--- Begin ROWS ---
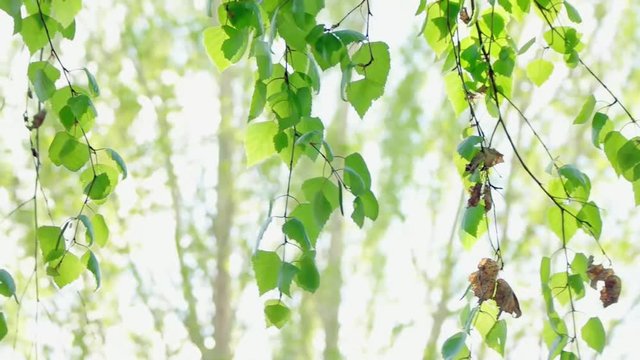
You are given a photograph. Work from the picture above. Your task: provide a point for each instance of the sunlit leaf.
(266, 265)
(68, 269)
(277, 314)
(91, 263)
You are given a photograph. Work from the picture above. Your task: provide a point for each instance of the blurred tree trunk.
(223, 318)
(330, 293)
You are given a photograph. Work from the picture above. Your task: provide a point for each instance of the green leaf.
(285, 276)
(64, 11)
(88, 226)
(473, 225)
(355, 162)
(586, 110)
(33, 33)
(349, 36)
(563, 39)
(304, 213)
(308, 278)
(311, 187)
(576, 285)
(294, 230)
(213, 39)
(70, 31)
(572, 12)
(593, 334)
(51, 242)
(369, 204)
(258, 142)
(43, 76)
(93, 84)
(12, 7)
(497, 337)
(361, 94)
(100, 230)
(3, 326)
(612, 144)
(600, 127)
(559, 285)
(99, 185)
(277, 314)
(262, 53)
(636, 192)
(68, 270)
(7, 285)
(266, 265)
(468, 148)
(372, 61)
(628, 157)
(486, 317)
(358, 212)
(453, 345)
(526, 46)
(321, 209)
(91, 263)
(555, 219)
(545, 269)
(539, 70)
(328, 50)
(122, 166)
(565, 355)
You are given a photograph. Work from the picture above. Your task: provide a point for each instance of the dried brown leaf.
(474, 197)
(611, 290)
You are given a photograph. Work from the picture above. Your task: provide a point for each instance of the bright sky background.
(400, 303)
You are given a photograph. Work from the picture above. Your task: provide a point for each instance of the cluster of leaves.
(73, 115)
(285, 88)
(479, 58)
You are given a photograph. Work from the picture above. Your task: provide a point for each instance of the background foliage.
(177, 277)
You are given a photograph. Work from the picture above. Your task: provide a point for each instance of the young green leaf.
(593, 334)
(51, 242)
(294, 230)
(258, 142)
(266, 265)
(43, 76)
(7, 285)
(358, 212)
(285, 276)
(213, 38)
(3, 326)
(91, 263)
(68, 152)
(68, 269)
(88, 226)
(277, 314)
(453, 346)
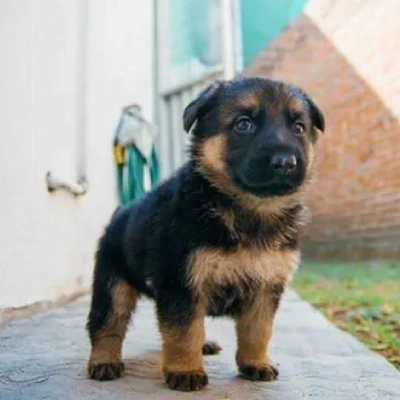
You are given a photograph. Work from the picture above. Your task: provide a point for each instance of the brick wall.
(356, 198)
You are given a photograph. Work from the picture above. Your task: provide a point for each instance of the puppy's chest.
(225, 280)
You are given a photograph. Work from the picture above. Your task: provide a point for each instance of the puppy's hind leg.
(113, 300)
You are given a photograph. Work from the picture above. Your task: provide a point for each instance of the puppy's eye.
(299, 128)
(244, 124)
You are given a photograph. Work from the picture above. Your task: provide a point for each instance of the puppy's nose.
(284, 163)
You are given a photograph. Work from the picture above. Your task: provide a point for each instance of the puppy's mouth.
(273, 187)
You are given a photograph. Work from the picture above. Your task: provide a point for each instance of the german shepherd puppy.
(219, 238)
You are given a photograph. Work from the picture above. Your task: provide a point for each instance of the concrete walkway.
(44, 357)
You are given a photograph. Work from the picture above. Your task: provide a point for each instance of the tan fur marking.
(212, 165)
(107, 344)
(213, 268)
(254, 331)
(182, 349)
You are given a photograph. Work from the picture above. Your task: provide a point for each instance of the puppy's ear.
(200, 105)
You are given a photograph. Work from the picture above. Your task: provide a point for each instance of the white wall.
(47, 240)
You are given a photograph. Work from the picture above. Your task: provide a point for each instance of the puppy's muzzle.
(283, 163)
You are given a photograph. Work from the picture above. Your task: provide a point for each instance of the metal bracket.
(78, 188)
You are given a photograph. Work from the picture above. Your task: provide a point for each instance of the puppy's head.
(254, 136)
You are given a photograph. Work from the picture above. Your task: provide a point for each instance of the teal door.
(262, 20)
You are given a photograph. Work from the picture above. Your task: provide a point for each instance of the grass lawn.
(361, 298)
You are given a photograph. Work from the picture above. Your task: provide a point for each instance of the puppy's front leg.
(182, 330)
(254, 331)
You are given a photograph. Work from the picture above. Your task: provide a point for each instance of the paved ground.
(43, 357)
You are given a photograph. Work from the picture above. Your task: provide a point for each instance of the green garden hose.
(131, 171)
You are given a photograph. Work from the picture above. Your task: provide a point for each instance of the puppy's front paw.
(186, 381)
(105, 371)
(266, 372)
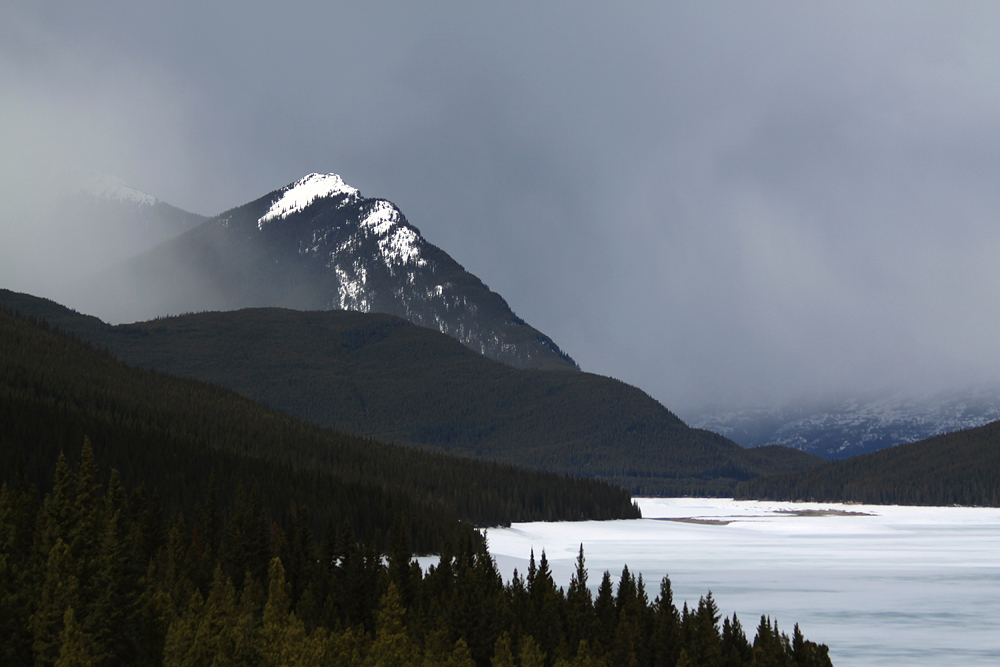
--- End ROWS ---
#### THE TASK:
Please report every line of the items above that contains the string "wall", matching case exactly.

#### RIGHT ANSWER:
You are given a photograph. Work from the picture above. Your task: provide a point for each instance of the brick wall.
You are given a photograph. Work from the picture above. Your task: provide a point for each instance of the white wall.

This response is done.